Often Partisan

Players without position

With the advent of football management simulators such as the excellent Football Manager series by Sports Interactive, it appears people have become more rigid in the way they see players – instead of a player being a midfielder they’re now an “attacking midfielder” or a “defensive midfielder”; you hear of players being “water carriers” or “playing in the hole”. Formations are more flexible now, and it’s given rise to a perceived problem within the Birmingham City team – the player without a position.

Right now, there are a couple of players within the Blues team that fit this description. For example, Belarusian midfielder Aliaksandr Hleb – he doesn’t seem to score enough to be an attacking midfielder for Blues, yet doesn’t work hard enough to be in the middle of a flat four and putting him out on the wing seems to push him entirely to the periphery. Then there is James McFadden, who doesn’t score enough to be a striker but doesn’t seem to be be pacy enough to be a wide midfielder. In the past there was David Dunn, who whilst being very talented couldn’t seem to fit into the Blues team in a defined position.

Yet I don’t believe this is down to the players. The Blues team of the last few seasons has been one built on a sound work ethic, where every player has a defined role within the team; a job that they have to perform so that the team works as a whole. It calls for a fairly rigid structure, which means players of the ilk of Hleb, who are much more talented than many of the others are denied the freedom to play to the best of their abilities. It’s one reason Blues don’t score many goals; whilst they’re hard working, they don’t have perhaps the flair of other teams and it shows when trying to break down a team that has set up to not concede. The difference between last year’s 9th placed team and this season’s relegation candidates has been our defence – we’ve conceded more sloppy goals this year and it’s cost us points.

It’s a knotty problem; Bruce once tried to rip up the team and bring in some quality, and Blues plummeted down the table faster than a lead balloon. Despite trying to go back to basics, the damage was done and Blues went down that year. Despite what people say, staying in the Premier League is vitally important to Blues because of the financial aspect – thus the pressure is on to maintain that position and it turns managers overcautious – “must not lose” becomes a mantra, and so the need for a hard working, grafting team goes on.

## LISTING
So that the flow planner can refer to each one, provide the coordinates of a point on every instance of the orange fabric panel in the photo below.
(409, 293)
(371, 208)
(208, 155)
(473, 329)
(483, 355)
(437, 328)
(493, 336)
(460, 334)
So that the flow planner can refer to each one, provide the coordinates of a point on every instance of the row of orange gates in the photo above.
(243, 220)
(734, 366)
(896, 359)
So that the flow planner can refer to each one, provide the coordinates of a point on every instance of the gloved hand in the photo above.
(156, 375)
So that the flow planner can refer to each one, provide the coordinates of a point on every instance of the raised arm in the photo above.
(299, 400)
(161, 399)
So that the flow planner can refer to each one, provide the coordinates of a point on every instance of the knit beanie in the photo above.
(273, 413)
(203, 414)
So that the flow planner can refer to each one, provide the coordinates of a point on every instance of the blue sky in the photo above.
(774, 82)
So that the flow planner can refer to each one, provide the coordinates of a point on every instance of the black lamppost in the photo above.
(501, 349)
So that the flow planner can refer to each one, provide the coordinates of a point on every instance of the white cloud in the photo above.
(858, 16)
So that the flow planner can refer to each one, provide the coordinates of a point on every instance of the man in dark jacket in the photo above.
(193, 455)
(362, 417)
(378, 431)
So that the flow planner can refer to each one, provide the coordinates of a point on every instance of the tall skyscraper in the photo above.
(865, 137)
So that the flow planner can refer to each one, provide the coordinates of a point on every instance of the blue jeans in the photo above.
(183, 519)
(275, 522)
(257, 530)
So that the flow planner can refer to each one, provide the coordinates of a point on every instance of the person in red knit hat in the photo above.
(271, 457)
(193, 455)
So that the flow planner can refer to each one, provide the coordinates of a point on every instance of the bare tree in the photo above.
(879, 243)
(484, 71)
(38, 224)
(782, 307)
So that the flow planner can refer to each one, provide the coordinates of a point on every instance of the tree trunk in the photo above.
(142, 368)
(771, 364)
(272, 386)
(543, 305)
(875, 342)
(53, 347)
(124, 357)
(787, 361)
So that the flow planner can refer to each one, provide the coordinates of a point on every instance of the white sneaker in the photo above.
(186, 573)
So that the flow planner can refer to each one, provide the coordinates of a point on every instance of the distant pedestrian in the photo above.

## YOUR TASKS
- 1) Shift every coordinate in the answers by adding -3 to each value, and give the rows again, requests included, covering everything from the row containing "trunk in the photo above." down to the end of the rows.
- 2) Resume the piece on Birmingham City players without a position, picking up from the point where it stops.

## RESPONSE LIST
- 1)
So that the flow planner can refer to each one, provide the coordinates of a point on every instance of the tree trunk in the photo above.
(139, 365)
(768, 361)
(269, 383)
(540, 302)
(872, 339)
(50, 344)
(121, 354)
(784, 358)
So that the flow planner can refer to each one, provide the coordinates of a point on every instance of the white sneaker in the photo above.
(183, 570)
So that the flow planner can refer to each one, provide the coordinates of a point on every instance of the distant pedestrian in the photo above.

- 2)
People point to teams like Blackpool and say, “Look, they’re entertaining, and they don’t have as much money as us – why can’t we be like them?” The problem is, for all their goalscoring exploits, Blackpool have a single point more than Birmingham City having played a game more, and are three goals worse off than Blues are. In twelve Premiership games this calendar year, Blackpool have won 2 and have gained seven points. In the same time frame, Blues have won three in ten games and have picked up twelve points in total. Twelve from thirty possible points isn’t great, but it’s a lot better than seven in thirty six, and is one reason why many are tipping Blackpool to still go down.

It would be easy for me to say that Blues should just sign players that they know can slot into the team, but it’s not like that in real life. For one there is only a limited pool of players ever available to Blues, and for two we just don’t know how a player will fit in until we play them. For our long term future, it would be nice if Blues could get to a point where they could accomodate one or two luxury players, but right now I struggle to see how we can manage it.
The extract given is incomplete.